▶ Document passage:
Yaakov Katz
On March 27, 2002, a Palestinian suicide bomber disguised as a woman walked into the Park Hotel in the Israeli seaside town of Netanya and blew himself up. Thirty Israelis who had just sat down for the festive Passover Seder were killed in the horrific attack.
The terrorist had come from the West Bank city of Qalqilya and the bombing came after a month which saw more than 100 Israelis murdered by Palestinians in cold blood in attacks across the country. Then-Prime Minister Ariel Sharon decided that enough was enough and that same evening ordered the Israel Defense Forces to come up with a plan to change the paradigm. Two days later he gave the green light to launch a full-scale offensive in the West Bank known as Operation Defensive Shield.
The high-intensity stage of the 2002 operation lasted for just a few months. However, the results of the offensive, which saw the Israeli military return to all the Palestinian cities it had evacuated a couple of years earlier as part of the peace process, have been felt now for almost 22 years. In late January, for example, the whole world got to watch security footage of a group of Israeli commandos disguised as Palestinians covertly enter a hospital in the West Bank city of Jenin where they eliminated three alleged Hamas terrorists.

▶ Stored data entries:

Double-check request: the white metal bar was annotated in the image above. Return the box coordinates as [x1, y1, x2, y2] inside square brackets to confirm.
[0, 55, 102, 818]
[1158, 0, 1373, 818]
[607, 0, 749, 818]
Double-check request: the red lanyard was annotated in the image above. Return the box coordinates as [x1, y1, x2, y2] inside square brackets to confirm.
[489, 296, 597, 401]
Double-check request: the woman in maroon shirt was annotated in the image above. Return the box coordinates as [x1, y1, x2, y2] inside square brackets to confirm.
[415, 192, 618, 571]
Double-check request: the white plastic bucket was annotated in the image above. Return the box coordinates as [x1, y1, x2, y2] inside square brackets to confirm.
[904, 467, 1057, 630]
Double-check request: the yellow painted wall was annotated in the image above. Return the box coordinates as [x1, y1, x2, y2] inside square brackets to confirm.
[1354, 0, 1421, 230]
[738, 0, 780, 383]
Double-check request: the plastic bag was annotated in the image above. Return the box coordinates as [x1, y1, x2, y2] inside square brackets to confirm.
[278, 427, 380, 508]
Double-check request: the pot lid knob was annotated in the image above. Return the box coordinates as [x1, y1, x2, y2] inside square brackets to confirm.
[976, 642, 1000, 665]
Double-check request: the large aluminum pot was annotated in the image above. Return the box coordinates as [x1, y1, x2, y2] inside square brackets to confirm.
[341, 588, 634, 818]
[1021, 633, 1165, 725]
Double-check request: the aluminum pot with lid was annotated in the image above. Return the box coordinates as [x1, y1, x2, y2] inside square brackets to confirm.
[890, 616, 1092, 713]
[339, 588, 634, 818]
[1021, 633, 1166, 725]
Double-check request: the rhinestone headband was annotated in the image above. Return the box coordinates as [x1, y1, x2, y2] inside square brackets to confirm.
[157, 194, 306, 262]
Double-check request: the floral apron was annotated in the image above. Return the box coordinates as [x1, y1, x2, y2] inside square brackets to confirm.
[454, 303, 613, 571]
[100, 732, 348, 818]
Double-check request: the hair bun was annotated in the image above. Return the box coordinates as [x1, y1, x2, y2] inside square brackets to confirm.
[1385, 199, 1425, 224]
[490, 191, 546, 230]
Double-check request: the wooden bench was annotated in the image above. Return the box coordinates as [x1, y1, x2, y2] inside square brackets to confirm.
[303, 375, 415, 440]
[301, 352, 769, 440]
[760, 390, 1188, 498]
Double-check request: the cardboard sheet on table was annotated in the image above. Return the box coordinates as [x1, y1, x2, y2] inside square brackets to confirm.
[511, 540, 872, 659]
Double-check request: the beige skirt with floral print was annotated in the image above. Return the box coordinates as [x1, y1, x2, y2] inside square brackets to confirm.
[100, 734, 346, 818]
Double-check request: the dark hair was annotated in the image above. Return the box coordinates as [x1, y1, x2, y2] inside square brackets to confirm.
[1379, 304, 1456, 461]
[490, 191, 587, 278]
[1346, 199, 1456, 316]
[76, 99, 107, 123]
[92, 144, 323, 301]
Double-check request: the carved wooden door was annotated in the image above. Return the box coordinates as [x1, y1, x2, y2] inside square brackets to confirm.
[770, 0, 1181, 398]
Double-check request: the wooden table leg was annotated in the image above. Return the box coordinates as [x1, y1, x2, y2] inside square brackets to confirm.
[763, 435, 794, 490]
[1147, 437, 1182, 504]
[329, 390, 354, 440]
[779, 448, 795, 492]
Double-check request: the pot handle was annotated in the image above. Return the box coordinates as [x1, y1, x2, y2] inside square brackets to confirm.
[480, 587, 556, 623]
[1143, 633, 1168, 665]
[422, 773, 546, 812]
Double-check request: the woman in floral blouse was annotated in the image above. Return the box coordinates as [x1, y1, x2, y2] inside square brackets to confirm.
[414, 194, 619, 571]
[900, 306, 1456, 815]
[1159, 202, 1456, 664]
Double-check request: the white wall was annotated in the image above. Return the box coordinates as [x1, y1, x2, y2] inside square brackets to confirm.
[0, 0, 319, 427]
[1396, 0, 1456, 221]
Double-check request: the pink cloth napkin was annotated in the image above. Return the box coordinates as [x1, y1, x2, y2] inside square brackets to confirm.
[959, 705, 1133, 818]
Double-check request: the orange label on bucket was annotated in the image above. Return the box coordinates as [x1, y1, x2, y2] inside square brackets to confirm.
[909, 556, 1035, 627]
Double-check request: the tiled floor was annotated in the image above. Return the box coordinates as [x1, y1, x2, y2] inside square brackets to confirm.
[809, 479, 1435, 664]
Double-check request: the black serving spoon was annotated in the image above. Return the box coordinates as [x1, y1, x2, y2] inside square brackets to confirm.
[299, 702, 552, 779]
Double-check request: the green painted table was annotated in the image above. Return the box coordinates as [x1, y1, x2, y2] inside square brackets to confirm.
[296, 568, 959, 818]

▶ Work instruction 1: Write out the portion of the Operation Defensive Shield article that opens with the words containing "The high-intensity stage" and closes with "alleged Hamas terrorists.".
▶ Work instruction 2: Carry on the Operation Defensive Shield article, picking up after its final sentence.

▶ Task output 1:
The high-intensity stage of the 2002 operation lasted for just a few months. However, the results of the offensive, which saw the Israeli military return to all the Palestinian cities it had evacuated a couple of years earlier as part of the peace process, have been felt now for almost 22 years. In late January, for example, the whole world got to watch security footage of a group of Israeli commandos disguised as Palestinians covertly enter a hospital in the West Bank city of Jenin where they eliminated three alleged Hamas terrorists.

▶ Task output 2:
A shock wave erupts as a projectile exits the barrel of an Israeli army self-propelled artillery Howitzer firing rounds from southern Israel toward the Gaza Strip on Jan. 31.
That operation—as well as the countless others that the IDF carries out almost every night in some other part of the West Bank—are the results of Operation Defensive Shield from 2002. Israel did not defeat Hamas and Islamic Jihad terrorism back then. What it did was create a new security reality in which it can continue to fight terrorism with freedom when and where it wants to.